= Supplied passage =

Brandon Lucke-Wold
Colorado Springs, Colo.

I will always remember the friends and colleagues I made while at WVU. My WVU friends will continue to be ones I work with in medicine, research, and business.

My degree will allow me to be a neurosurgeon, scientist and entrepreneur.

I would tell my freshman self to never give up on dreams because dreams can happen.

Describe your journey leading up to graduation—what made you want to pursue a medical degree and a PhD?

I knew I wanted to go into neurosurgery from a young age. My uncle had spine surgery when I was eleven, and I became super fascinated with the treatment options, his recovery, and the interactions with the healthcare team. It sparked my interest in neuroscience, and I quickly realized that there was still a lot unknown. I went to Baylor for undergraduate and majored in neuroscience. As a naturally curious person, the idea of a neurosurgeon scientist really intrigued me. It led me to pursue MD/PhD training, which I did not know existed until I was a junior in college. No one in my family was in medicine. I have thoroughly enjoyed my time at WVU pursuing my childhood dream.

[Spatial localization data]
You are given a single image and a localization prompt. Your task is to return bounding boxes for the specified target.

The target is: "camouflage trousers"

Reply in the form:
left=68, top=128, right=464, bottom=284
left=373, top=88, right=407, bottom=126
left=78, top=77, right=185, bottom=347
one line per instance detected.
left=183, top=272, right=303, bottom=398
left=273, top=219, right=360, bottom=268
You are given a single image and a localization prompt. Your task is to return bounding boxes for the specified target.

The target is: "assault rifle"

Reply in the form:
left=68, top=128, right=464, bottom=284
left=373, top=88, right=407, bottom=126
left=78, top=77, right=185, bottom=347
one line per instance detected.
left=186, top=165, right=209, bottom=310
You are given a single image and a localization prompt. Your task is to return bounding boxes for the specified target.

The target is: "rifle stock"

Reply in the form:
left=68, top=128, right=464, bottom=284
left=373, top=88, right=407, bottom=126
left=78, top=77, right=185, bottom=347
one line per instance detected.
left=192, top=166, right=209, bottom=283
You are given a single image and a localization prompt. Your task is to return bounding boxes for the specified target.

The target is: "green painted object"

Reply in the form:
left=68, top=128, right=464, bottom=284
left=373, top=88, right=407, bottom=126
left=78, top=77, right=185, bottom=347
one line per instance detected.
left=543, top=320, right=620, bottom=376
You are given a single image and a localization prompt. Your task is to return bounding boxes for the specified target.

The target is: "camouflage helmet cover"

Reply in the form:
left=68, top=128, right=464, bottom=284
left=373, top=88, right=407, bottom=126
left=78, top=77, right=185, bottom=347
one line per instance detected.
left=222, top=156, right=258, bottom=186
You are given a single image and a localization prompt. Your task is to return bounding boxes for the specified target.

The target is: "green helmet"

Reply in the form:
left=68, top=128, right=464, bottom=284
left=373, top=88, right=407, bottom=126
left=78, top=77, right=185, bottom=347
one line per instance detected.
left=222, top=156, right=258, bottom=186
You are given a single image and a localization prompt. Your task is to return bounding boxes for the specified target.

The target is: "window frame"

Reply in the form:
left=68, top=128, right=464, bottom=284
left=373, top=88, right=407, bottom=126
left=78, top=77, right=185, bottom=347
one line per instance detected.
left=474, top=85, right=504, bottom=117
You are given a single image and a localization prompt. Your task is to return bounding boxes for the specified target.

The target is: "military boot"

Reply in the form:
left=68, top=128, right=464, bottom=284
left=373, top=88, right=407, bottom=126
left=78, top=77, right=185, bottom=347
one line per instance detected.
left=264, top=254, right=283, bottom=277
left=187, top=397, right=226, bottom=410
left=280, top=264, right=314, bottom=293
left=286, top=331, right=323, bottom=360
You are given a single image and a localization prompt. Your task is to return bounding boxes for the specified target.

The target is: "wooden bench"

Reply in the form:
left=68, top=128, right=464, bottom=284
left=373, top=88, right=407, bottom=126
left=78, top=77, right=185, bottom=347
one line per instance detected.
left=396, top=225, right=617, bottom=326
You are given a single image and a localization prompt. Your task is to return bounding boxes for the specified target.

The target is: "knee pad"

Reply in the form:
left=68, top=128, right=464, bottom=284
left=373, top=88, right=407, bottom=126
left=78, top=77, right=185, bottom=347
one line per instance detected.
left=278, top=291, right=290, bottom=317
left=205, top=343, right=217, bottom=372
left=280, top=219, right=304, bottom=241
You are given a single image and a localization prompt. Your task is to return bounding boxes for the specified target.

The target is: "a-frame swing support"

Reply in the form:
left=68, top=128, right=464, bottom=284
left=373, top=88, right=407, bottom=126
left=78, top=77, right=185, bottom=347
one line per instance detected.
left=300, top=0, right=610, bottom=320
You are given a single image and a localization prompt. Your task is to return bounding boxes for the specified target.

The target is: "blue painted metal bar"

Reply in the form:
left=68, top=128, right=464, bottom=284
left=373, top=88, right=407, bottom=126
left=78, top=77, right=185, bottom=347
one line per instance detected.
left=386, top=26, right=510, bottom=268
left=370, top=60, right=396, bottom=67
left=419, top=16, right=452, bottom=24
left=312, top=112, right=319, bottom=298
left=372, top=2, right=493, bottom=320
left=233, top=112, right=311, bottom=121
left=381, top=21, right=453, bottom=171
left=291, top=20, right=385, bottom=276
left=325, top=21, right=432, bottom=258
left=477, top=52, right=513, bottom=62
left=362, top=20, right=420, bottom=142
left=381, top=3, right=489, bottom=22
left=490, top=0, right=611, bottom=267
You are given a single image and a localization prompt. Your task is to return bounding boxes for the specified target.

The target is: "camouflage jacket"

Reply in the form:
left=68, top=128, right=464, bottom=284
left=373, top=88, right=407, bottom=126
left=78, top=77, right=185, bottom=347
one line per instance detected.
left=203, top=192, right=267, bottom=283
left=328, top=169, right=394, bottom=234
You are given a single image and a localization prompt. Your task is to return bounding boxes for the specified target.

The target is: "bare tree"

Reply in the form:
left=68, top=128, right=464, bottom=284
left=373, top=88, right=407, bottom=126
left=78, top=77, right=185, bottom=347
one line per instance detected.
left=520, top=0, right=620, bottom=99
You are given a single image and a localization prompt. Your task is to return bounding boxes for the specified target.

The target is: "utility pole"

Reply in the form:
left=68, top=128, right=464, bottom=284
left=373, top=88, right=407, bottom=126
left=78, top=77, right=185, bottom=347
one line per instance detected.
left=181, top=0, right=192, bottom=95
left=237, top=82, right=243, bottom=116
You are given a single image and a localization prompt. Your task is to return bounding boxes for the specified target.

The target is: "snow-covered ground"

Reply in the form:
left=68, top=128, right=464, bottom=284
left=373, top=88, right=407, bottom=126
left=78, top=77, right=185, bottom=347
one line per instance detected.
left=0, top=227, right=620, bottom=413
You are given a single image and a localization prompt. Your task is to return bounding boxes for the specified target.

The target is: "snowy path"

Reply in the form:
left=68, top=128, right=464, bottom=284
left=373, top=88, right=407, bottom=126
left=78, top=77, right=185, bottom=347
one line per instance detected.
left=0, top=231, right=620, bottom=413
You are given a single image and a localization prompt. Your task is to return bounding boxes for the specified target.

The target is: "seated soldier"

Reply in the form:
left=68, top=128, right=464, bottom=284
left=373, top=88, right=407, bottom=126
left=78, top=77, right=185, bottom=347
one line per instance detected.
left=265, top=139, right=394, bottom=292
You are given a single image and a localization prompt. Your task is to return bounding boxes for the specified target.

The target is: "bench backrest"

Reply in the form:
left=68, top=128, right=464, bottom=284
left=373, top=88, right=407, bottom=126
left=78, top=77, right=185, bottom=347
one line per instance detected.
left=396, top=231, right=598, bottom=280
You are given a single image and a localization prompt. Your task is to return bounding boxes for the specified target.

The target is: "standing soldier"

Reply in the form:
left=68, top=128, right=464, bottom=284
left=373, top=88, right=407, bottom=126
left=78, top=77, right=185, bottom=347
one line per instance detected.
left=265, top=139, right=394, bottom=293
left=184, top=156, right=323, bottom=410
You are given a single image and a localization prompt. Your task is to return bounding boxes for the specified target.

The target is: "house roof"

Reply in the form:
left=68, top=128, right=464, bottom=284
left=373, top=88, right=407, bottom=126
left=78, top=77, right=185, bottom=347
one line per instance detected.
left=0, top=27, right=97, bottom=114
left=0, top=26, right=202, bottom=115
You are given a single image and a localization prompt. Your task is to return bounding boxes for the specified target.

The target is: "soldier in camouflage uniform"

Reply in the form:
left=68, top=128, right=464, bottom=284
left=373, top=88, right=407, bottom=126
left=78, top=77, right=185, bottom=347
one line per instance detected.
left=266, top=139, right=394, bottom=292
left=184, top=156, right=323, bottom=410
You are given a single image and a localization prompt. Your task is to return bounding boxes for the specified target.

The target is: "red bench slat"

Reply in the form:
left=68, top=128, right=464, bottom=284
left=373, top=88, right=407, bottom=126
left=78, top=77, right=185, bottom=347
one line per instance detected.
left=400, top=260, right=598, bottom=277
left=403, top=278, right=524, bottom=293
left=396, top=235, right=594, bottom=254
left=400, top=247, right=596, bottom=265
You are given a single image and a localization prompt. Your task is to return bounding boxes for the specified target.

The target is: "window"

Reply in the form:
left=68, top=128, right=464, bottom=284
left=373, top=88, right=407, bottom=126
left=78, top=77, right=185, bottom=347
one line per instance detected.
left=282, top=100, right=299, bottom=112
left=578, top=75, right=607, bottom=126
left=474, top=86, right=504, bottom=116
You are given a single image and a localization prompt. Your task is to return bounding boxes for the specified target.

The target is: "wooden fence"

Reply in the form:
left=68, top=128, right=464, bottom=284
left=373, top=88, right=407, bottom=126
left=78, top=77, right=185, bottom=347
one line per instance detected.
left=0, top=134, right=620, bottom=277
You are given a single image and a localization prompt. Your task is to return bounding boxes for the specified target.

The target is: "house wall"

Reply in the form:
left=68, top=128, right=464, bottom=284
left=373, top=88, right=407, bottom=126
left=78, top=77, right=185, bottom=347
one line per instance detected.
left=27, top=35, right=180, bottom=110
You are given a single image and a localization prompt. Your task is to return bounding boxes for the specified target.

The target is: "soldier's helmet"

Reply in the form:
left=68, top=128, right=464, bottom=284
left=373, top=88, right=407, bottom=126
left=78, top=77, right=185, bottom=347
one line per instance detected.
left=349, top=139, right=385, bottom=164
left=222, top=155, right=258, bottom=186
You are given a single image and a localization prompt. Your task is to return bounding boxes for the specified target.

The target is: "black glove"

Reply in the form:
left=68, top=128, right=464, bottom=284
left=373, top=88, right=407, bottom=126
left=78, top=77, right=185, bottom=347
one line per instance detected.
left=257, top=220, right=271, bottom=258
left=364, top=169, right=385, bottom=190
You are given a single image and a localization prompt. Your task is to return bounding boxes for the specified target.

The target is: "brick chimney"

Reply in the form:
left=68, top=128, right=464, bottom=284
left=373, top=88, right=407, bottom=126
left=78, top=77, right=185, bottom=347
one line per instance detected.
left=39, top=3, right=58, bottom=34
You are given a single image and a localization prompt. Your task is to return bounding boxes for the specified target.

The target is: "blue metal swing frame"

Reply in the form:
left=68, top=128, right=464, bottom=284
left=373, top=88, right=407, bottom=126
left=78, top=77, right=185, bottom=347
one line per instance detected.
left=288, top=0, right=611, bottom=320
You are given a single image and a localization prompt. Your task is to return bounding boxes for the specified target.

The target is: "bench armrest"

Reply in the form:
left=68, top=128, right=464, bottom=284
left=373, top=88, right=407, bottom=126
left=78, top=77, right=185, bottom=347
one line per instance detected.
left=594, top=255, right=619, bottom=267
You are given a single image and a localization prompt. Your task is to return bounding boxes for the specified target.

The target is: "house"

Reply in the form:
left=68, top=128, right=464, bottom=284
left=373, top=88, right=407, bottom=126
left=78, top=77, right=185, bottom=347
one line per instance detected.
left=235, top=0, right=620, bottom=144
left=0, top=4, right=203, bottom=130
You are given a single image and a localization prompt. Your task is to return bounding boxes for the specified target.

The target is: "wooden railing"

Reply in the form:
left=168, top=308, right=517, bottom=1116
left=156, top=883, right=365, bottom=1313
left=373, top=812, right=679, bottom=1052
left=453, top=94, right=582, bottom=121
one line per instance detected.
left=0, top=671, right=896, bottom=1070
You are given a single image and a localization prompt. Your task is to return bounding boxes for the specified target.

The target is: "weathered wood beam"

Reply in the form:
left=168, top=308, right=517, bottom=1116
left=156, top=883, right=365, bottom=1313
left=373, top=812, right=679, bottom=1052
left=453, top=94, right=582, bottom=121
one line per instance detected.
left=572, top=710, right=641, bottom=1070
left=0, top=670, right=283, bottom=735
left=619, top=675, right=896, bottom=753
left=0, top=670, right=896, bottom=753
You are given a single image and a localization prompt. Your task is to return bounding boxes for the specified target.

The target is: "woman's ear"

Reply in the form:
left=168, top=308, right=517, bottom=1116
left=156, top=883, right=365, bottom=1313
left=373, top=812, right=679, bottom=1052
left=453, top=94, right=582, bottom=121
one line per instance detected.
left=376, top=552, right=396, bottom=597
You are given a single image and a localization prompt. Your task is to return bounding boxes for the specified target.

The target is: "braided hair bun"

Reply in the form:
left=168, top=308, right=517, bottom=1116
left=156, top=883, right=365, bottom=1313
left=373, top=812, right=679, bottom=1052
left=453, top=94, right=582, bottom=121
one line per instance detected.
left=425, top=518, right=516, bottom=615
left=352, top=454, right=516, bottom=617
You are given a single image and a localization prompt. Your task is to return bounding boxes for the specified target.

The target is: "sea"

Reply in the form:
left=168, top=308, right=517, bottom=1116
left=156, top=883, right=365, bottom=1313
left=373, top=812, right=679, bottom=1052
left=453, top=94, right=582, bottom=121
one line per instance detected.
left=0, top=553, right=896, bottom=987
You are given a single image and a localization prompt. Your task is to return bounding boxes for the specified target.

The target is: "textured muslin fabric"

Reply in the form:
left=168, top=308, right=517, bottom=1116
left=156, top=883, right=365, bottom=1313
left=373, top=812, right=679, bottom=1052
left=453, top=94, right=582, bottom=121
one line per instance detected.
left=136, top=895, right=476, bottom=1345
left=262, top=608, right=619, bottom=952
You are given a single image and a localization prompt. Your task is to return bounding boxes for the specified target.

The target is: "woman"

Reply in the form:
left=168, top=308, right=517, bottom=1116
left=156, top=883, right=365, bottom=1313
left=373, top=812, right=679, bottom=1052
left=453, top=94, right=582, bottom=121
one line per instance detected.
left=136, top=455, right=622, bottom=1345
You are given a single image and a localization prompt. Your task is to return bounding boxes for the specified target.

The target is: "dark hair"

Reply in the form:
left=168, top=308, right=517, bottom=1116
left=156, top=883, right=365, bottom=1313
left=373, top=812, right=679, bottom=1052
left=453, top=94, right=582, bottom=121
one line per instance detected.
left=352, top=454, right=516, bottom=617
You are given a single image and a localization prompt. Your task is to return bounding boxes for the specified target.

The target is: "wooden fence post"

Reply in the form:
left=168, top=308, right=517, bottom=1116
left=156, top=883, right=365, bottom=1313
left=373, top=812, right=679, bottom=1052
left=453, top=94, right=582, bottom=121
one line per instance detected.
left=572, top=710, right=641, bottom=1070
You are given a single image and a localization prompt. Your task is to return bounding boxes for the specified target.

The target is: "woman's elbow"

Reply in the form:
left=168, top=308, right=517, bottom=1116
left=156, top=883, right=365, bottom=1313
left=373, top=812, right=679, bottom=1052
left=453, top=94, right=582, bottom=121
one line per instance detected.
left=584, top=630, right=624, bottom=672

= What you need to do =
(1) Copy the Brandon Lucke-Wold profile from "I would tell" to "degree and a PhD?".
(2) According to the Brandon Lucke-Wold profile, what happened when he was eleven that sparked his interest in neuroscience?
(3) Pick up the Brandon Lucke-Wold profile where it stops and keep writing it.

= Answers provided =
(1)
I would tell my freshman self to never give up on dreams because dreams can happen.

Describe your journey leading up to graduation—what made you want to pursue a medical degree and a PhD?

(2) His uncle had spine surgery.

(3)
Why did you choose to attend WVU?

WVU had a strong neurosurgery program where I was able to work directly under the chairman. I was thoroughly impressed with the faculty and students and it felt like the right fit. I had multiple different offers from other schools, but WVU stood out and is the place I knew I would succeed at.

Describe your time at WVU. What’s your favorite memory?

Another MD/PhD student and I went rock climbing at Coopers Rock. We started talking about frustrations we were having in the laboratory and came up with this really cool idea for rodent ear tags to decrease errors and improve efficiency. The tags can be read with a smart phone and user-friendly application. The idea blossomed and we started a company, won the state business plan competition, and are on the verge of making several large business deals. Although a lot of work has gone into it, the resources we needed to be successful were available at WVU.

What advice would you give to someone thinking about completing the MD/PhD program? Why should they go to WVU?

MD/PhD training is not for everyone, but for those students who are hard-working, motivated, and like looking into the underlying mechanisms of things, the program is awesome. WVU continues to train outstanding clinician scientists who have matched into phenomenal residency programs across the nation. The training received at WVU makes the students as competitive as any other top students from premier schools across the nation.

What’s next for you?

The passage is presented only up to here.